# [Directions]
A faithful transcription of all the data is required.

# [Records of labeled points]
====
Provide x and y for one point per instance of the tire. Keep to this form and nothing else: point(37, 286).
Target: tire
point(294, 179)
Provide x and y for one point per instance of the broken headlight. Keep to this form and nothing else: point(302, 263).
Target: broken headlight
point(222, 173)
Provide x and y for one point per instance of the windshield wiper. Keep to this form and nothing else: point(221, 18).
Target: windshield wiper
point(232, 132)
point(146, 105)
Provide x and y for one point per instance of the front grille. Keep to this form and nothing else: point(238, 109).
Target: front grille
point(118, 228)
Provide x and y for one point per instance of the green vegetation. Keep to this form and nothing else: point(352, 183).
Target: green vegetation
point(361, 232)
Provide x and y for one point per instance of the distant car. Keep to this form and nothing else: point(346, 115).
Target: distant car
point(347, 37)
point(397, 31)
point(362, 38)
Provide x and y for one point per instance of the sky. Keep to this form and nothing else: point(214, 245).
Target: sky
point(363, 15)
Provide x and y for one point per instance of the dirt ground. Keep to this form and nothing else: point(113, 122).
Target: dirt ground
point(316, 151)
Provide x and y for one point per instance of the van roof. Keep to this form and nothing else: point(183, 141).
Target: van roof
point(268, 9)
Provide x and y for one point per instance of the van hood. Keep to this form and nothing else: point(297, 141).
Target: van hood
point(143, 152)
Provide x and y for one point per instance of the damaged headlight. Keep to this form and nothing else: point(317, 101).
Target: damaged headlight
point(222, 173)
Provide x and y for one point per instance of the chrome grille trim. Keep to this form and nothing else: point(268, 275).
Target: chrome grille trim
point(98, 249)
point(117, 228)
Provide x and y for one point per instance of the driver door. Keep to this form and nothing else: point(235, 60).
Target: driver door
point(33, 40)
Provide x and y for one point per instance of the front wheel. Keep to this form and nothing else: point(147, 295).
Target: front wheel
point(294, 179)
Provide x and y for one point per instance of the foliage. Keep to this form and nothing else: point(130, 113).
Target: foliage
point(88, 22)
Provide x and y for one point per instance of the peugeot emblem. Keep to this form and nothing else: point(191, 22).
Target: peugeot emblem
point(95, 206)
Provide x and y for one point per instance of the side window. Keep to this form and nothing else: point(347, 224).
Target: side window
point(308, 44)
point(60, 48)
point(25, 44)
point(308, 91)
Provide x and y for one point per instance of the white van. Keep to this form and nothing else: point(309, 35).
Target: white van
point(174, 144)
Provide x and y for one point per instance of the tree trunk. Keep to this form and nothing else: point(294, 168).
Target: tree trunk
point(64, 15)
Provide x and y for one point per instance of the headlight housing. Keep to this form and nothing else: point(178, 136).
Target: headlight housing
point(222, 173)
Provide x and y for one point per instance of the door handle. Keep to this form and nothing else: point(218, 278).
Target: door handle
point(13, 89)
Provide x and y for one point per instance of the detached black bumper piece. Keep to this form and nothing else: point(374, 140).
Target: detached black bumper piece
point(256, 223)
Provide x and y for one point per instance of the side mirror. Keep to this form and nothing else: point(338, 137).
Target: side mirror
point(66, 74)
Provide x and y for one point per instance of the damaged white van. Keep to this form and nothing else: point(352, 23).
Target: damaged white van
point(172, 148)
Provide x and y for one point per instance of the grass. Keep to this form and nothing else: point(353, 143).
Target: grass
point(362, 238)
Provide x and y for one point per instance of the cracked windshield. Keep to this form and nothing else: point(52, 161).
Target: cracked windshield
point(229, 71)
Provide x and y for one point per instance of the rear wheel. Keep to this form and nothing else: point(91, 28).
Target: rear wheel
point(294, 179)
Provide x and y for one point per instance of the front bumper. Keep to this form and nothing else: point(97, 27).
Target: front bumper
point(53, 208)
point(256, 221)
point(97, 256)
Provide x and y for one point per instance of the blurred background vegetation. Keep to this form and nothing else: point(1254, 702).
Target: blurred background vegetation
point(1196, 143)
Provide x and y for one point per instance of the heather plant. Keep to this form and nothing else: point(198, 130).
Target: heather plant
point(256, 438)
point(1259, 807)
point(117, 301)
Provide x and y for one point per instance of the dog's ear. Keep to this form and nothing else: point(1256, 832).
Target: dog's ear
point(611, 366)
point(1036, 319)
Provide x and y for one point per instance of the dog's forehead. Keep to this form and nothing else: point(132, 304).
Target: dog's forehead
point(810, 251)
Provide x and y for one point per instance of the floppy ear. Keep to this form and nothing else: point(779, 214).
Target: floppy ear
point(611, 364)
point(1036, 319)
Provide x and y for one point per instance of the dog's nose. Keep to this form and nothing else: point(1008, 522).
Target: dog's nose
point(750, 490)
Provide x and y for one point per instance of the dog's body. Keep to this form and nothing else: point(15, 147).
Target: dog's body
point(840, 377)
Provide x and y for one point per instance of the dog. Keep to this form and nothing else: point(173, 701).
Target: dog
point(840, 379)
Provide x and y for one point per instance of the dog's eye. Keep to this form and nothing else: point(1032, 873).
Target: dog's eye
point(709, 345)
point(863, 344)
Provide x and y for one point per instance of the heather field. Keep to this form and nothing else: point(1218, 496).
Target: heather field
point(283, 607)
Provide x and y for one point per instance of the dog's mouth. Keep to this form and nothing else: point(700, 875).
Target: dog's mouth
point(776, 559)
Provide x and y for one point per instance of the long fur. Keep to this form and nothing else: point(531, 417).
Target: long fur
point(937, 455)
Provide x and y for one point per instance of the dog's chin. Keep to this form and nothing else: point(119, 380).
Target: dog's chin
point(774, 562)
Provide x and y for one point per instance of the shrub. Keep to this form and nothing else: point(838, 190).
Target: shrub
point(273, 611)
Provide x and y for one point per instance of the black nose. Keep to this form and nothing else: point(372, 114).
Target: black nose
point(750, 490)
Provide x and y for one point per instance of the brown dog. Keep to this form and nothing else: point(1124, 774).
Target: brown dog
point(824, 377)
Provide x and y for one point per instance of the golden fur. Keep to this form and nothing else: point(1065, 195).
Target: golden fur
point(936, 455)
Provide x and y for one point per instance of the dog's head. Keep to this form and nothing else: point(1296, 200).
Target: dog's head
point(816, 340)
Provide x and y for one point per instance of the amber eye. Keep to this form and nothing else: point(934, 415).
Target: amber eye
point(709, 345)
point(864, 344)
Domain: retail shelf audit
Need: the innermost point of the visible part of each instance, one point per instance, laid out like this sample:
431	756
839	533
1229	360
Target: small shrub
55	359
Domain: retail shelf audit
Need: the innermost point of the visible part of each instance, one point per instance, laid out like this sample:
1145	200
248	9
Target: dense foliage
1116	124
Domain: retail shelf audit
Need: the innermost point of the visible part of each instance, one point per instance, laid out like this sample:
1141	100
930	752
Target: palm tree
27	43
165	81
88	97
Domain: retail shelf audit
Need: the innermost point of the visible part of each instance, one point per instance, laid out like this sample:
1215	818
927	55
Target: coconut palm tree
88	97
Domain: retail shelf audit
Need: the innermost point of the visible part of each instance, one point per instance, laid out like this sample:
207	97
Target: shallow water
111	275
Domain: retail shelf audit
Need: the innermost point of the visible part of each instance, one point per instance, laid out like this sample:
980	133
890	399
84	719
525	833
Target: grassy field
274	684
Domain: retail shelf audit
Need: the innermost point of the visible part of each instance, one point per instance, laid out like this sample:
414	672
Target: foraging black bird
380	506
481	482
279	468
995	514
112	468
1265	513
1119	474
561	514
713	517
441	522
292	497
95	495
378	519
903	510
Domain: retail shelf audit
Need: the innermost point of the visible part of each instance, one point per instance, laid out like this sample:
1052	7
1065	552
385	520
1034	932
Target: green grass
====
# [Complete answer]
Provide x and y for one point per instance of the tire. Keep to this form and nothing else: point(37, 286).
Target: tire
point(294, 179)
Provide x and y for one point per instance of the broken headlight. Keep to this form and nothing else: point(302, 263).
Target: broken headlight
point(222, 173)
Provide x and y for one point per instance of the windshield wiper. Keep to this form and nothing else: point(221, 18).
Target: windshield wiper
point(232, 132)
point(146, 105)
Provide x and y for one point per instance of the front grille. Keep to this form and nothing else: point(238, 109).
Target: front grille
point(118, 228)
Provide x and y for one point per instance of the green vegetation. Keep to this form and nothing else: point(352, 183).
Target: green vegetation
point(361, 232)
Provide x and y for one point per instance of the distant car. Keep to this form and nothing else: point(346, 115).
Target: distant car
point(347, 37)
point(397, 31)
point(362, 38)
Provide x and y for one point per instance of the sky. Keep to this form and nothing else: point(214, 245).
Target: sky
point(363, 15)
Provide x and y for one point per instance of the dirt ground. Keep to this form and nothing else: point(113, 122).
Target: dirt ground
point(316, 151)
Provide x and y for one point per instance of the van roof. Keep to this form and nothing else: point(183, 141).
Target: van roof
point(268, 9)
Provide x and y for one point per instance of the van hood. Keep to this form and nothing else: point(297, 141).
Target: van hood
point(143, 152)
Provide x and y for one point per instance of the damaged headlight. Keep to this form and nothing else: point(317, 101).
Target: damaged headlight
point(222, 173)
Provide x and y for one point per instance of the chrome grille trim. Keep to this form and nothing else: point(268, 275).
Target: chrome grille trim
point(98, 249)
point(117, 228)
Provide x and y for one point per instance of the driver door. Keep to this form and nothing else: point(235, 60).
Target: driver door
point(33, 40)
Provide x and y for one point per instance of the front wheel. Keep to this form and nothing else: point(147, 295).
Target: front wheel
point(294, 179)
Provide x and y for one point per instance of the foliage. Keep to this form and nothing else: point(130, 113).
Target: foliage
point(88, 22)
Provide x and y for one point per instance of the peugeot emblem. Keep to this form and nothing else: point(191, 22).
Target: peugeot emblem
point(95, 206)
Provide x and y for one point per instance of the side window. Keep to this form and nothing else: point(347, 224).
Target: side window
point(308, 44)
point(60, 48)
point(25, 44)
point(308, 91)
Provide x and y for one point per instance of the white van. Keep to this form and nothing else: point(309, 35).
Target: white van
point(174, 144)
Provide x and y for one point per instance of the tree trunk. Keep to this form and nothing else: point(294, 168).
Target: tree trunk
point(64, 15)
Provide x and y for one point per instance of the headlight housing. Keep to this form and nothing else: point(178, 136).
Target: headlight housing
point(222, 173)
Provide x and y for one point per instance of the door handle. Keep to this form and nothing else: point(218, 278).
Target: door handle
point(13, 89)
Provide x and y for one point per instance of the detached black bumper piece. Keep to this form and nothing else: point(374, 140).
Target: detached black bumper piece
point(256, 223)
Provide x and y for one point per instance of the side mirror. Keep to this form and nothing else: point(338, 137).
Target: side mirror
point(66, 74)
Provide x and y for one point per instance of the damaged white van. Keep to this form and nothing else: point(352, 23).
Target: damaged white van
point(172, 148)
Provide x and y for one point per instance of the grass. Keep to this form and nothing else: point(353, 143).
Target: grass
point(362, 238)
Provide x and y for one point per instance of the cracked windshield. Keep to this form and nothing else: point(52, 161).
Target: cracked windshield
point(229, 71)
Provide x and y for one point per instance of the rear wheel. Keep to this form and nothing else: point(91, 28).
Target: rear wheel
point(294, 179)
Provide x and y for one point per instance of the front bumper. Keep to this form and nothing else: point(97, 27).
Target: front bumper
point(53, 208)
point(256, 221)
point(97, 256)
Provide x and y for one point per instance of the blurred background vegetation. Keep to this form and nothing else: point(1254, 702).
Target: blurred background vegetation
point(1196, 143)
Provide x and y for one point per instance of the heather plant. Keep to this form and nothing else: point(198, 130).
Target: heather plant
point(256, 438)
point(1259, 807)
point(117, 301)
Provide x and y for one point per instance of the dog's ear. Keep to this form and nothing else: point(1256, 832).
Target: dog's ear
point(611, 366)
point(1036, 319)
Provide x and y for one point per instance of the dog's forehead. Keep to this form and nothing else: point(132, 304).
Target: dog's forehead
point(810, 251)
Provide x and y for one point per instance of the floppy ear. Keep to this form and nothing else: point(779, 214).
Target: floppy ear
point(611, 364)
point(1036, 319)
Provide x and y for one point per instance of the dog's nose. Keep to this form and nothing else: point(1008, 522).
Target: dog's nose
point(750, 490)
Provide x and y for one point per instance of the dog's body. Keep to this form and nothing else: point(15, 147).
Target: dog's body
point(840, 377)
Provide x and y for one point per instance of the dog. Keep to this form and nothing else: point(173, 701).
Target: dog
point(840, 379)
Provide x and y for one point per instance of the dog's eye. Keep to this form and nothing else: point(1032, 873).
Target: dog's eye
point(709, 345)
point(863, 344)
Provide x and y for one point per instance of the heather field. Keep to this form and nothing else: point(1218, 496).
Target: heather field
point(283, 607)
Provide x and y for one point per instance of the dog's mouth. Keep to this form and nothing else: point(700, 875).
Target: dog's mouth
point(776, 559)
Provide x and y for one point per instance of the long fur. Keep to this form and nothing else: point(531, 417).
Target: long fur
point(937, 455)
Provide x and y for one point per instance of the dog's chin. Keep to this form and nothing else: point(119, 380).
Target: dog's chin
point(774, 562)
Provide x and y for one point per instance of the shrub. Keep to this form and nothing else: point(838, 190).
Target: shrub
point(273, 611)
Provide x and y for one point per instance of the black nose. Keep to this form and nothing else: point(372, 114).
Target: black nose
point(750, 490)
Provide x and y for one point per instance of the brown dog. Keep to this form and nothing else: point(1124, 774).
Target: brown dog
point(824, 377)
Provide x and y for one point per instance of the golden fur. Keep to this form and nothing else: point(1065, 195).
Target: golden fur
point(936, 455)
Provide x and y for one point per instance of the dog's head. Keep to this form and nothing else: point(1296, 200).
Target: dog's head
point(816, 340)
Provide x and y for one point per instance of the amber eye. Keep to this form and nothing else: point(934, 415).
Target: amber eye
point(709, 345)
point(864, 344)
Domain: retail shelf audit
Need: the innermost point of the visible part of each instance, one point per instance, laid out like this sample:
431	756
839	533
1229	360
Target: small shrub
55	359
Domain: retail shelf audit
Need: the innermost point of the visible part of each instance, one point per instance, laid out like this sample:
1145	200
248	9
Target: dense foliage
1116	124
Domain: retail shelf audit
Need: the innermost point of the visible part of each instance, one point per instance, laid out like this sample:
1141	100
930	752
Target: palm tree
27	43
165	81
88	97
Domain: retail shelf audit
Need: the innermost point of the visible part of each instance, one point per instance, laid out like this sample:
1215	818
927	55
Target: coconut palm tree
88	97
Domain: retail shelf audit
Need: the innermost point of the visible part of each instance, one point per instance, laid out like this sample:
207	97
Target: shallow water
111	275
Domain: retail shelf audit
Need: the innermost point of the visible part of each instance, one point per instance, laid out like this sample:
980	133
890	399
84	719
525	833
Target: grassy field
274	684
Domain: retail shelf audit
Need: the innermost point of the visible part of each instance, one point per instance, laid out like this sample:
414	672
Target: foraging black bird
380	506
481	482
279	468
995	514
112	468
1265	513
1119	474
561	514
713	517
441	522
292	497
95	495
378	519
903	510
Domain: retail shelf audit
Need: the innermost point of the visible part of each instance, one point per instance, laid out like this sample:
1052	7
1065	552
385	520
1034	932
Target: green grass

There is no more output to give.